- **EXERCISE BRIEF**
Repeat the listing in full, preserving every character.

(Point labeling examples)
━━━━━━━━━━━━━━━━

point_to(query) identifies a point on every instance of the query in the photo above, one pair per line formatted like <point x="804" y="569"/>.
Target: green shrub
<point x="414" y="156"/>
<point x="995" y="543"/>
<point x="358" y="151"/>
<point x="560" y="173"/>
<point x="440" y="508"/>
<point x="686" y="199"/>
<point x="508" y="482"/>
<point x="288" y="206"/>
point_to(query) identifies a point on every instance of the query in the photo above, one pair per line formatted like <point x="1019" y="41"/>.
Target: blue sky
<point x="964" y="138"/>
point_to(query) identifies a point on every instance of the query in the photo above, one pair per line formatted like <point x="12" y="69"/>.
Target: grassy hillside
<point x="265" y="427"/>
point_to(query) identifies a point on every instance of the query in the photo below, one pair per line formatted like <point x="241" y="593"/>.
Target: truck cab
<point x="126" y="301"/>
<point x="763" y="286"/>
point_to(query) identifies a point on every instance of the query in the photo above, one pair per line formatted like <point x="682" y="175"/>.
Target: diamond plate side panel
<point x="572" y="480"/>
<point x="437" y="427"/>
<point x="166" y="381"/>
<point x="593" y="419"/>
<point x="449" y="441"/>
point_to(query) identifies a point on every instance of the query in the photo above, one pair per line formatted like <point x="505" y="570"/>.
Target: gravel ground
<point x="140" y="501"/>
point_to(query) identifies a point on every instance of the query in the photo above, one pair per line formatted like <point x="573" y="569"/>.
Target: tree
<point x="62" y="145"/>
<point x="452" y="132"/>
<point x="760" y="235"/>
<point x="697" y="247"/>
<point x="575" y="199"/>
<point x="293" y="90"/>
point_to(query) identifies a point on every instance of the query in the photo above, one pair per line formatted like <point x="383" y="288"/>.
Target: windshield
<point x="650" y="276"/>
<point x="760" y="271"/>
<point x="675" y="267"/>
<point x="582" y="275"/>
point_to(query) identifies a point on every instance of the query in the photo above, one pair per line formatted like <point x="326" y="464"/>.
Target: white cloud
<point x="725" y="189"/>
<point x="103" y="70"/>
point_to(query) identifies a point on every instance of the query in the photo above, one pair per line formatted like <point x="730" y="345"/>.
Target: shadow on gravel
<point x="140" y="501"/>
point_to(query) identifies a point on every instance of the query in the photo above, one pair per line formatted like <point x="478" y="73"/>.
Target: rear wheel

━━━━━━━━━━━━━━━━

- **ANSWER TO THE EXERCISE**
point_to(query) identifies a point on every instance of the query in the photo above, one pair per line formatted like <point x="804" y="569"/>.
Target: green shrub
<point x="414" y="156"/>
<point x="995" y="543"/>
<point x="358" y="151"/>
<point x="560" y="173"/>
<point x="440" y="508"/>
<point x="686" y="199"/>
<point x="508" y="482"/>
<point x="288" y="206"/>
point_to(query) identifies a point on every instance of the query in the photo above, one pair per line formatted like <point x="1019" y="41"/>.
Target: blue sky
<point x="964" y="138"/>
point_to(query) identifies a point on every instance of the query in the photo above, one pair per line formatted like <point x="12" y="69"/>.
Target: grassy hillside
<point x="265" y="427"/>
point_to(query) identifies a point on every instance of the query in the photo below, one pair per line formatted like <point x="241" y="593"/>.
Target: truck cab
<point x="126" y="301"/>
<point x="763" y="286"/>
point_to(query) identifies a point on every instance of the query in the photo above, one pair per line formatted like <point x="682" y="175"/>.
Target: diamond plate side panel
<point x="572" y="480"/>
<point x="437" y="427"/>
<point x="166" y="381"/>
<point x="593" y="419"/>
<point x="449" y="441"/>
point_to(query) identifies a point on every instance of the query in the photo above, one pair per line formatted like <point x="505" y="570"/>.
Target: gravel ground
<point x="140" y="501"/>
point_to(query) identifies a point on every instance of the query in the photo above, one pair per line formatted like <point x="573" y="569"/>.
Target: tree
<point x="62" y="145"/>
<point x="452" y="132"/>
<point x="760" y="235"/>
<point x="697" y="247"/>
<point x="575" y="199"/>
<point x="293" y="90"/>
point_to(query) identifies a point on every instance of the query in the photo above, one pair per line formatted like <point x="383" y="288"/>.
Target: windshield
<point x="650" y="276"/>
<point x="760" y="271"/>
<point x="675" y="267"/>
<point x="582" y="275"/>
point_to(query) identifies a point on every instance of the query in the photo above, one pair per line formatted like <point x="326" y="464"/>.
Target: white cloud
<point x="725" y="189"/>
<point x="103" y="70"/>
point_to(query) identifies a point on every instance of the query in the photo above, one pair per line formatted like <point x="730" y="345"/>.
Target: shadow on gravel
<point x="140" y="501"/>
point_to(query) identifies a point on every instance of the query in the photo above, one pair per line formatted like <point x="478" y="73"/>.
Target: rear wheel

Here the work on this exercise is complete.